→ INPUT DATA:
>> start

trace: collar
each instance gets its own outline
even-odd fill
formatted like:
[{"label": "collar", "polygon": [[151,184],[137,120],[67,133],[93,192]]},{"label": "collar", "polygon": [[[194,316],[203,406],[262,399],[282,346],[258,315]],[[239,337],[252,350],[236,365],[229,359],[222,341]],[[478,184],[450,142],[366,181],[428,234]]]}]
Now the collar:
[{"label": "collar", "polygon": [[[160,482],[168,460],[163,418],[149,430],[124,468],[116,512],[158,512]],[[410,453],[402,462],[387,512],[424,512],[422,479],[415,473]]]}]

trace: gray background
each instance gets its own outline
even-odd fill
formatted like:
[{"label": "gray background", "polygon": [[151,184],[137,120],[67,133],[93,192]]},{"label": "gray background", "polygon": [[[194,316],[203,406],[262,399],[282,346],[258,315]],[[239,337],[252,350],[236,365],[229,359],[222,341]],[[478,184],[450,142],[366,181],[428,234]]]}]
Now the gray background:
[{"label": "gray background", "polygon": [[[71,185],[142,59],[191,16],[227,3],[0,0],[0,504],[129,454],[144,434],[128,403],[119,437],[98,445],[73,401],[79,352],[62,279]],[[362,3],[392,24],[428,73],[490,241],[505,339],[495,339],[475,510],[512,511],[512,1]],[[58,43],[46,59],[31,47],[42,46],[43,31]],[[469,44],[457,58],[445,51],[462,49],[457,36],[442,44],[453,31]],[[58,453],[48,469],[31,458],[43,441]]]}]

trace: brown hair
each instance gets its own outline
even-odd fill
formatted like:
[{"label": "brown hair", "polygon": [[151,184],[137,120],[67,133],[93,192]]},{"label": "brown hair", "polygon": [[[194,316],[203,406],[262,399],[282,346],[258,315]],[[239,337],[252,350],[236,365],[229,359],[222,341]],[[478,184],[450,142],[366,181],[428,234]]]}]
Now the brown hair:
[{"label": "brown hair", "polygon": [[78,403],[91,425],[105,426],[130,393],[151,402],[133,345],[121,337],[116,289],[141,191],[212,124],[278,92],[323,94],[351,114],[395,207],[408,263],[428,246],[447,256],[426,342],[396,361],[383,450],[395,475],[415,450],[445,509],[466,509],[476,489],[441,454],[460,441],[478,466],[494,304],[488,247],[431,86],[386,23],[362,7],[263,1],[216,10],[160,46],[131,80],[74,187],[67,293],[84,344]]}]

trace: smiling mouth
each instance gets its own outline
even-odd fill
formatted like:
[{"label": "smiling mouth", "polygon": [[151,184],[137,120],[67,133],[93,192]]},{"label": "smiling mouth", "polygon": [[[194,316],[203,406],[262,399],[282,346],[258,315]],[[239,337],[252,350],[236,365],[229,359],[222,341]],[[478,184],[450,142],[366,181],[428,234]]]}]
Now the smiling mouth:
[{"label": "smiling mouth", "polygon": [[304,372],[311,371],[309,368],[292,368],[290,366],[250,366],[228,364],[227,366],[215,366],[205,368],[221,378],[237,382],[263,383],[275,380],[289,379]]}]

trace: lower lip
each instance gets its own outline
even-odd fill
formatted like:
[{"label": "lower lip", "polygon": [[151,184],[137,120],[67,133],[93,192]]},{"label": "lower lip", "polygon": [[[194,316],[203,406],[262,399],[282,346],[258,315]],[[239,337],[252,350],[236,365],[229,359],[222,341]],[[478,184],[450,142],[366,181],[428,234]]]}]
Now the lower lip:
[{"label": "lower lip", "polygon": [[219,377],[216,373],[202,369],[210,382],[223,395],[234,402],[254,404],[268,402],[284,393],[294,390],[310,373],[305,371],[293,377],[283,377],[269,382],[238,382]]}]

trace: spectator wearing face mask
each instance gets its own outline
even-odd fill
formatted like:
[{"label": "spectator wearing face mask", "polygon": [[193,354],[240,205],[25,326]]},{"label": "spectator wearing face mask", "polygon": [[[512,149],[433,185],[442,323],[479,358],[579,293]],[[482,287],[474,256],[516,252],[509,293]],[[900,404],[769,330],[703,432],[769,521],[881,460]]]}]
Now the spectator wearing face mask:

>> end

→ THE EXERCISE: Extract each line of the listing above, copying it word for word.

→ RESULT FOR THIS EXERCISE:
trace: collar
each instance gets its own outline
even-odd fill
formatted like:
[{"label": "collar", "polygon": [[151,184],[137,120],[67,133],[93,192]]},{"label": "collar", "polygon": [[[194,316],[203,406],[262,399],[282,346],[258,315]],[[239,337],[252,350],[236,365],[229,359],[222,341]],[[478,184],[450,142],[366,181],[428,234]]]}]
Now the collar:
[{"label": "collar", "polygon": [[[160,482],[168,460],[163,418],[149,430],[124,468],[116,512],[158,512]],[[410,453],[402,462],[387,512],[424,512],[422,479],[415,473]]]}]

trace: gray background
each instance gets its own outline
even-odd fill
formatted like:
[{"label": "gray background", "polygon": [[151,184],[137,120],[67,133],[93,192]]},{"label": "gray background", "polygon": [[[194,316],[203,406],[262,399],[282,346],[258,315]],[[239,337],[252,350],[236,365],[229,359],[222,341]],[[478,184],[450,142],[366,181],[428,234]]]}]
Now the gray background:
[{"label": "gray background", "polygon": [[[71,185],[142,59],[191,16],[227,3],[0,0],[0,504],[129,454],[144,434],[128,403],[119,437],[98,445],[73,401],[79,352],[62,279]],[[362,3],[392,24],[428,73],[490,241],[505,339],[495,339],[475,510],[512,511],[512,1]],[[58,43],[46,59],[31,47],[42,46],[43,31]],[[469,44],[457,58],[445,51],[462,49],[457,36],[442,44],[453,31]],[[58,453],[48,469],[31,458],[43,441]]]}]

trace: brown hair
each instance gets its own outline
even-odd fill
formatted like:
[{"label": "brown hair", "polygon": [[151,184],[137,120],[67,133],[93,192]]},{"label": "brown hair", "polygon": [[[194,316],[203,406],[262,399],[282,346],[258,315]],[[239,337],[252,350],[236,365],[229,359],[222,341]],[[478,184],[450,142],[366,181],[428,234]]]}]
Now the brown hair:
[{"label": "brown hair", "polygon": [[78,403],[91,425],[105,426],[130,393],[151,402],[133,345],[121,337],[116,289],[141,191],[212,124],[278,92],[323,94],[351,114],[395,207],[408,263],[428,246],[447,256],[426,342],[396,361],[383,450],[395,475],[415,450],[445,509],[466,509],[476,489],[441,454],[460,441],[478,466],[494,304],[488,247],[431,86],[386,23],[362,7],[263,1],[216,10],[160,46],[131,80],[74,187],[67,293],[84,344]]}]

trace: smiling mouth
each instance gets its own outline
even-odd fill
formatted like:
[{"label": "smiling mouth", "polygon": [[151,184],[137,120],[67,133],[93,192]]},{"label": "smiling mouth", "polygon": [[[194,316],[203,406],[262,399],[282,346],[258,315]],[[239,337],[252,350],[236,365],[229,359],[222,341]],[[478,184],[450,142],[366,181],[428,234]]]}]
Now the smiling mouth:
[{"label": "smiling mouth", "polygon": [[304,372],[311,371],[309,368],[292,368],[290,366],[250,366],[228,364],[227,366],[215,366],[205,368],[221,378],[237,382],[263,383],[275,380],[289,379]]}]

trace: lower lip
each instance gets its own outline
even-odd fill
formatted like:
[{"label": "lower lip", "polygon": [[151,184],[137,120],[67,133],[93,192]]},{"label": "lower lip", "polygon": [[[194,316],[203,406],[262,399],[282,346],[258,315]],[[239,337],[252,350],[236,365],[229,359],[222,341]],[[478,184],[450,142],[366,181],[428,234]]]}]
Now the lower lip:
[{"label": "lower lip", "polygon": [[219,377],[216,373],[202,369],[210,382],[223,395],[234,402],[254,404],[268,402],[284,393],[294,390],[310,373],[305,371],[293,377],[283,377],[269,382],[238,382]]}]

trace: spectator wearing face mask
each instance gets its own outline
even-odd fill
formatted like:
[{"label": "spectator wearing face mask", "polygon": [[193,354],[240,205],[25,326]]},{"label": "spectator wearing face mask", "polygon": [[[512,149],[433,185],[442,323],[479,358],[579,293]],[[482,287],[474,256],[516,252],[509,293]],[[900,404],[769,330],[703,432],[769,521],[881,460]]]}]
Now the spectator wearing face mask:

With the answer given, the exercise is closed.